PROVIDED PASSAGE:
★ ★ ★ ★ ★

Abstract 706TiP
Background
The current standard treatment for early stage OPSCC/SGSCC, and HPSCC is either surgery or radiotherapy, both with comparable high tumor control rates but with different side effect profiles and technical constraints. Treatment choice is generally based on institutional and patient preference but not on level 1 evidence with respect to functional recovery. Recently the introduction of techniques such as trans-oral laser and robotic surgery (TOS) and dysphagia optimized IMRT (DO-IMRT) have led to an improvement of treatment related side effects. To compare these novel techniques with respect to functional swallowing recovery, we proposed a randomized trial to evaluate TOS and DO-IMRT in terms of its impact on swallowing function.
Trial design
This is a phase III randomized controlled trial that assesses swallowing function based on the MD Anderson Dysphagia Inventory (MDADI) score reported by the patients at months 4.5 and 12 after randomization. BEST OF is powered to detect a minimally important clinical difference of 10 points at each of these time points, to allow for a comparison of the evolution of swallowing recovery with both techniques. Key secondary endpoints include the MDADI at 6 and 9 months, oncologic outcomes at year 1 and 5, toxicities according to CTCAE v4.03, quality of TOS and radiotherapy, PSS-HN, water swallow test, quality-of-life measured by the EORTC-HN35 and QLQ-C30, financial toxicity per country, and other patient reported outcomes. The main inclusion criteria are trans-orally resectable T1/T2, N0-1, M0 OPSCC/SGSCC, and T1 N0 HPSCC assessed by a multidisciplinary team (TNM version AJCC 7.0). An integrated quality assurance program for surgery, pathology and radiotherapy is implemented in the BEST OF study using the EORTC RTQA and SURCARE platforms. The study is to enroll 112 patients. Enrollment has started on 27/03/2018. Recruitment has reached the 50% mark at 1/2022 and a mid-accrual assessment of the statistical design is currently underway. The study is open for recruitment in 29 European centers. Participating networks include EORTC HNCG, NCRI, GORTEC, and IAG-KHT.
Clinical trial identification
NCT02984410.
Editorial acknowledgement
Legal entity responsible for the study
EORTC.
Funding
FOCA, Belgium; Fondation Georges Dreyfus, Switzerland; SAKK, Switzerland; Gortec, France; Deutsche Krebshilfe, Germany; CRUK, UK.
Disclosure
All authors have declared no conflicts of interest.

★ ★ ★ ★ ★

INPUT DATA:
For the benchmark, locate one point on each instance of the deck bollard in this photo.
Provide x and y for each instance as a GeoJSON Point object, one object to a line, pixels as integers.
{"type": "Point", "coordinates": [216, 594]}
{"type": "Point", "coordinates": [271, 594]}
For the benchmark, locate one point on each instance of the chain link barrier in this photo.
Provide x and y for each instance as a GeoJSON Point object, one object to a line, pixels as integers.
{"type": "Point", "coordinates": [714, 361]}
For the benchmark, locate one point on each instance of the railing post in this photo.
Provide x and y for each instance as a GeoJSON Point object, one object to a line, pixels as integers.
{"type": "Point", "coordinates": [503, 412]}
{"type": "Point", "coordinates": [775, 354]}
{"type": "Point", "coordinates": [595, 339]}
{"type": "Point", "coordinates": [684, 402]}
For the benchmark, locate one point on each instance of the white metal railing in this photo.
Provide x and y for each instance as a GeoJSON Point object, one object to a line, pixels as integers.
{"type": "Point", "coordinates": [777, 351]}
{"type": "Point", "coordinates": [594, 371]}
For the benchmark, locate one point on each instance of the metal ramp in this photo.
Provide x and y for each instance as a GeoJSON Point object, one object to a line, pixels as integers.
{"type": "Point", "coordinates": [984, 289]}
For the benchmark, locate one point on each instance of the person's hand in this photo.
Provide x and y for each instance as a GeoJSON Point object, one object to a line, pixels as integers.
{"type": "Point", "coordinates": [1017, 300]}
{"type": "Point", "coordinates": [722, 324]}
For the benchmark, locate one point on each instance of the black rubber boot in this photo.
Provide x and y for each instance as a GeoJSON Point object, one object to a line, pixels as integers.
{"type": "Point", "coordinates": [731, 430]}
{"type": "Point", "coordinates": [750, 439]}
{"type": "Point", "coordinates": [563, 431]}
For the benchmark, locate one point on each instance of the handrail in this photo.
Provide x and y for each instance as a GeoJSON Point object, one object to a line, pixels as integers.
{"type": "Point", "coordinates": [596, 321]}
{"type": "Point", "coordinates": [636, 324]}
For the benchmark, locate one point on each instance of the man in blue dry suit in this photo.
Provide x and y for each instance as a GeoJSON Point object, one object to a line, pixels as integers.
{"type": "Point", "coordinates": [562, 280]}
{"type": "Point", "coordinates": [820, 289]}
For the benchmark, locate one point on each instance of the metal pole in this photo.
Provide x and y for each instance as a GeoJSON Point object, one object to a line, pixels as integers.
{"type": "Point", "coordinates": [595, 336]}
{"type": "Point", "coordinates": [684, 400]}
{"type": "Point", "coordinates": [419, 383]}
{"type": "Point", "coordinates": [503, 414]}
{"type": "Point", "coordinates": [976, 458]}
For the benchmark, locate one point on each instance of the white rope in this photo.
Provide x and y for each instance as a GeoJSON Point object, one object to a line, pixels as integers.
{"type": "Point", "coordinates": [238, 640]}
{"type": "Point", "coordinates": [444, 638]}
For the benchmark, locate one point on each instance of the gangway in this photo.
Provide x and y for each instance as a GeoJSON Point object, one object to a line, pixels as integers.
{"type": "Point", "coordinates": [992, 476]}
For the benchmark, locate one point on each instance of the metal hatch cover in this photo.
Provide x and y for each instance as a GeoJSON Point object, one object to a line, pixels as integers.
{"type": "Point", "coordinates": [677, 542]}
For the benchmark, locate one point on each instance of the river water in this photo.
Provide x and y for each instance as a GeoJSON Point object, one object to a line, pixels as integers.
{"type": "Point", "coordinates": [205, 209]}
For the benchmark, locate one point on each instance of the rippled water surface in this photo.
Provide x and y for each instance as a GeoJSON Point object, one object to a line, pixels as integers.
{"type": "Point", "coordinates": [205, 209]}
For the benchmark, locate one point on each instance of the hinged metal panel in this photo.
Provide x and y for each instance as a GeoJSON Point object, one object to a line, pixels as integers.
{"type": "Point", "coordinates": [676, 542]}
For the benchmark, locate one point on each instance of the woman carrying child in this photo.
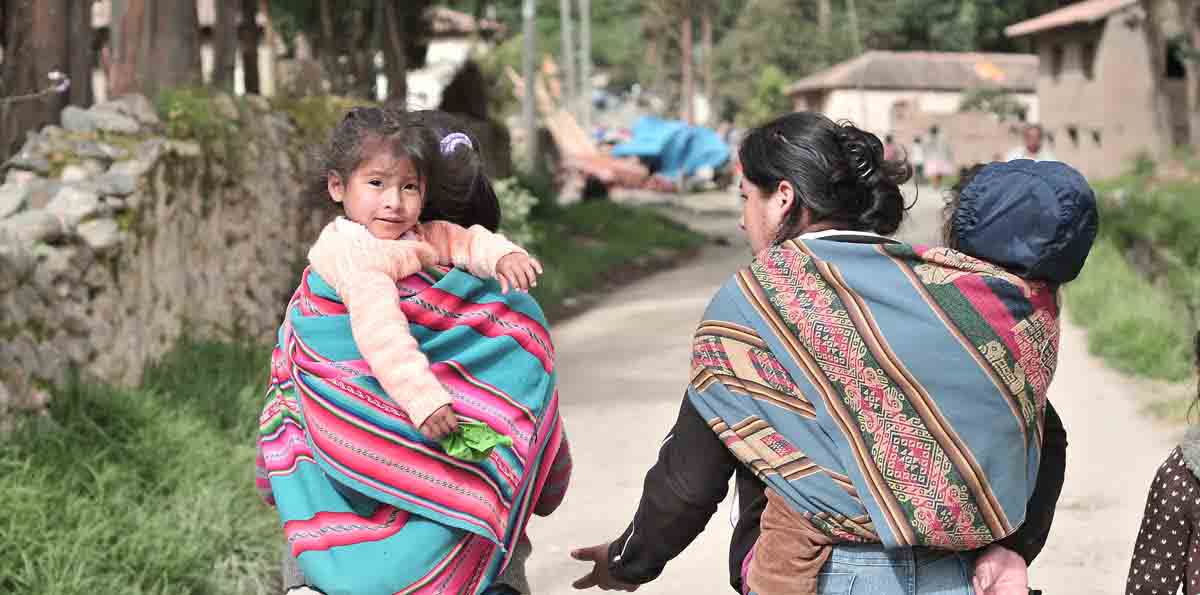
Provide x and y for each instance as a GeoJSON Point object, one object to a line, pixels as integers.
{"type": "Point", "coordinates": [882, 404]}
{"type": "Point", "coordinates": [412, 424]}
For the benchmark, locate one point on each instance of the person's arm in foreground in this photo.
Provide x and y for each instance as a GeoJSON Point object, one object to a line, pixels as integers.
{"type": "Point", "coordinates": [681, 493]}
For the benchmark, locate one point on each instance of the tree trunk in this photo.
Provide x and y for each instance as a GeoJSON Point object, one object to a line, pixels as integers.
{"type": "Point", "coordinates": [529, 30]}
{"type": "Point", "coordinates": [706, 28]}
{"type": "Point", "coordinates": [825, 18]}
{"type": "Point", "coordinates": [395, 54]}
{"type": "Point", "coordinates": [585, 97]}
{"type": "Point", "coordinates": [36, 43]}
{"type": "Point", "coordinates": [159, 47]}
{"type": "Point", "coordinates": [83, 54]}
{"type": "Point", "coordinates": [685, 60]}
{"type": "Point", "coordinates": [225, 46]}
{"type": "Point", "coordinates": [567, 61]}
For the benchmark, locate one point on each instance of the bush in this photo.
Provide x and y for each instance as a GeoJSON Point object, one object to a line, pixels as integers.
{"type": "Point", "coordinates": [1134, 326]}
{"type": "Point", "coordinates": [516, 205]}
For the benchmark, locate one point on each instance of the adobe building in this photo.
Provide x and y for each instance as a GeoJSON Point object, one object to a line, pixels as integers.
{"type": "Point", "coordinates": [1107, 89]}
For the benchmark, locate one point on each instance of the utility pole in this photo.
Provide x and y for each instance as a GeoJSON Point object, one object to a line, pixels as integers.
{"type": "Point", "coordinates": [685, 60]}
{"type": "Point", "coordinates": [586, 65]}
{"type": "Point", "coordinates": [570, 86]}
{"type": "Point", "coordinates": [528, 11]}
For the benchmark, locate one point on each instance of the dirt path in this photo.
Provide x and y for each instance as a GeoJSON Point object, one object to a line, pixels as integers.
{"type": "Point", "coordinates": [623, 370]}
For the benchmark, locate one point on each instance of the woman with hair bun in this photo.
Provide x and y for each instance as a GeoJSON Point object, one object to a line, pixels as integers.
{"type": "Point", "coordinates": [882, 406]}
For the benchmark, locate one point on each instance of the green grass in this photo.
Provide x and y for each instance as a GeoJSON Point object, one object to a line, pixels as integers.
{"type": "Point", "coordinates": [150, 490]}
{"type": "Point", "coordinates": [1133, 325]}
{"type": "Point", "coordinates": [145, 491]}
{"type": "Point", "coordinates": [581, 245]}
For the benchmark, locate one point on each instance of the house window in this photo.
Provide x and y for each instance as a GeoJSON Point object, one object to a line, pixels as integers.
{"type": "Point", "coordinates": [1090, 60]}
{"type": "Point", "coordinates": [1056, 55]}
{"type": "Point", "coordinates": [1175, 67]}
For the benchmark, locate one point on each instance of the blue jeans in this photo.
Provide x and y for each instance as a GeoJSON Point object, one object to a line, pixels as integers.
{"type": "Point", "coordinates": [870, 570]}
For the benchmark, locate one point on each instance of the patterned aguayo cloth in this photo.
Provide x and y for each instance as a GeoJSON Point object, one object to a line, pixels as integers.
{"type": "Point", "coordinates": [371, 508]}
{"type": "Point", "coordinates": [892, 394]}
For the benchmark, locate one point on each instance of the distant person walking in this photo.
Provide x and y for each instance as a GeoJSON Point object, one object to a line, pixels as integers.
{"type": "Point", "coordinates": [939, 157]}
{"type": "Point", "coordinates": [917, 157]}
{"type": "Point", "coordinates": [1033, 148]}
{"type": "Point", "coordinates": [1164, 557]}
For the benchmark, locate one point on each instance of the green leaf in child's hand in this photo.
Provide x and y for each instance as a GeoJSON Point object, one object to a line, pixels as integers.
{"type": "Point", "coordinates": [473, 442]}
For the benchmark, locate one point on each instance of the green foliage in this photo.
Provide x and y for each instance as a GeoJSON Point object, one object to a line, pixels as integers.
{"type": "Point", "coordinates": [1132, 325]}
{"type": "Point", "coordinates": [994, 101]}
{"type": "Point", "coordinates": [187, 113]}
{"type": "Point", "coordinates": [143, 491]}
{"type": "Point", "coordinates": [583, 245]}
{"type": "Point", "coordinates": [1143, 164]}
{"type": "Point", "coordinates": [1144, 322]}
{"type": "Point", "coordinates": [769, 98]}
{"type": "Point", "coordinates": [516, 204]}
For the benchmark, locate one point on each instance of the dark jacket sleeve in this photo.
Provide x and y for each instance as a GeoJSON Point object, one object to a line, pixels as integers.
{"type": "Point", "coordinates": [1031, 538]}
{"type": "Point", "coordinates": [681, 493]}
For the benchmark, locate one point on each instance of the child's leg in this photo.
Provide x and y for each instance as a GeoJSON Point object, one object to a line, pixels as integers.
{"type": "Point", "coordinates": [293, 577]}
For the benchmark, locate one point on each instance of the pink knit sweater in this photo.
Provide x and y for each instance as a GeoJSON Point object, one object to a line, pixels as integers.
{"type": "Point", "coordinates": [365, 269]}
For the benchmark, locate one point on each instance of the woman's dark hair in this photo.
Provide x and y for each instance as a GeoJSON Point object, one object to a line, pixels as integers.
{"type": "Point", "coordinates": [456, 188]}
{"type": "Point", "coordinates": [952, 204]}
{"type": "Point", "coordinates": [838, 170]}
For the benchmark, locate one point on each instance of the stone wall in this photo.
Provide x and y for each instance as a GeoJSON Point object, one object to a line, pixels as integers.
{"type": "Point", "coordinates": [115, 240]}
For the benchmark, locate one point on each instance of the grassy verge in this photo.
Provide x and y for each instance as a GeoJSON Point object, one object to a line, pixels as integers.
{"type": "Point", "coordinates": [145, 491]}
{"type": "Point", "coordinates": [1133, 325]}
{"type": "Point", "coordinates": [587, 246]}
{"type": "Point", "coordinates": [150, 490]}
{"type": "Point", "coordinates": [1141, 318]}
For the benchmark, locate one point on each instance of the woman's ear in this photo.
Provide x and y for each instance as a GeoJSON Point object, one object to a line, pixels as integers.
{"type": "Point", "coordinates": [784, 196]}
{"type": "Point", "coordinates": [335, 186]}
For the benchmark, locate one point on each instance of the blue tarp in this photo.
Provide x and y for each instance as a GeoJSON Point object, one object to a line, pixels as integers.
{"type": "Point", "coordinates": [671, 148]}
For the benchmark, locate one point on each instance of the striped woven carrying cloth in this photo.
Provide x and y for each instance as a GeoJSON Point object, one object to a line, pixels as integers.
{"type": "Point", "coordinates": [371, 508]}
{"type": "Point", "coordinates": [891, 394]}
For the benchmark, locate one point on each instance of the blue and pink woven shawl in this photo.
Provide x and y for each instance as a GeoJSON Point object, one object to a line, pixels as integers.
{"type": "Point", "coordinates": [371, 508]}
{"type": "Point", "coordinates": [891, 394]}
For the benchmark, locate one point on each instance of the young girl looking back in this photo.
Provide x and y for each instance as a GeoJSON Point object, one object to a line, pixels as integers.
{"type": "Point", "coordinates": [393, 172]}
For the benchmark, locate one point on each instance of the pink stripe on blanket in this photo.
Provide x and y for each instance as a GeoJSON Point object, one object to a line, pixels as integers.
{"type": "Point", "coordinates": [397, 470]}
{"type": "Point", "coordinates": [441, 311]}
{"type": "Point", "coordinates": [280, 451]}
{"type": "Point", "coordinates": [327, 530]}
{"type": "Point", "coordinates": [460, 572]}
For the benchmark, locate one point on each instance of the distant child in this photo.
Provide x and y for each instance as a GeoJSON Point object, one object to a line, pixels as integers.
{"type": "Point", "coordinates": [1165, 554]}
{"type": "Point", "coordinates": [390, 170]}
{"type": "Point", "coordinates": [1037, 221]}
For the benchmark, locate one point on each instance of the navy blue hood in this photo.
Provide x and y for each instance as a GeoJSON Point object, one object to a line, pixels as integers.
{"type": "Point", "coordinates": [1037, 220]}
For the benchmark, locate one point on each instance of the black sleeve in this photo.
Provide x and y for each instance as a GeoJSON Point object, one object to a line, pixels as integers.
{"type": "Point", "coordinates": [681, 494]}
{"type": "Point", "coordinates": [1031, 538]}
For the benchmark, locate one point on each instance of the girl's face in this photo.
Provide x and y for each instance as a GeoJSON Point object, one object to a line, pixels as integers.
{"type": "Point", "coordinates": [384, 194]}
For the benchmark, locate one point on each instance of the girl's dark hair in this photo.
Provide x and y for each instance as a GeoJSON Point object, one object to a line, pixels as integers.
{"type": "Point", "coordinates": [952, 204]}
{"type": "Point", "coordinates": [456, 188]}
{"type": "Point", "coordinates": [838, 170]}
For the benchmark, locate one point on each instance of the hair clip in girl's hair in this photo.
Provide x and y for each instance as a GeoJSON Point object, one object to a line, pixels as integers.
{"type": "Point", "coordinates": [453, 140]}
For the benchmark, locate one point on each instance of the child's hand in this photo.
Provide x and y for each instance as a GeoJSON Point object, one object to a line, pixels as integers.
{"type": "Point", "coordinates": [1001, 571]}
{"type": "Point", "coordinates": [442, 424]}
{"type": "Point", "coordinates": [519, 271]}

★ ★ ★ ★ ★

AIM OF THE TASK:
Answer these from the trial abstract above:
(a) How many patients is the study to enroll?
(b) What is the clinical trial identification?
(c) Which legal entity is responsible for the study?

OUTPUT FOR THIS EXERCISE:
(a) 112 patients
(b) NCT02984410
(c) EORTC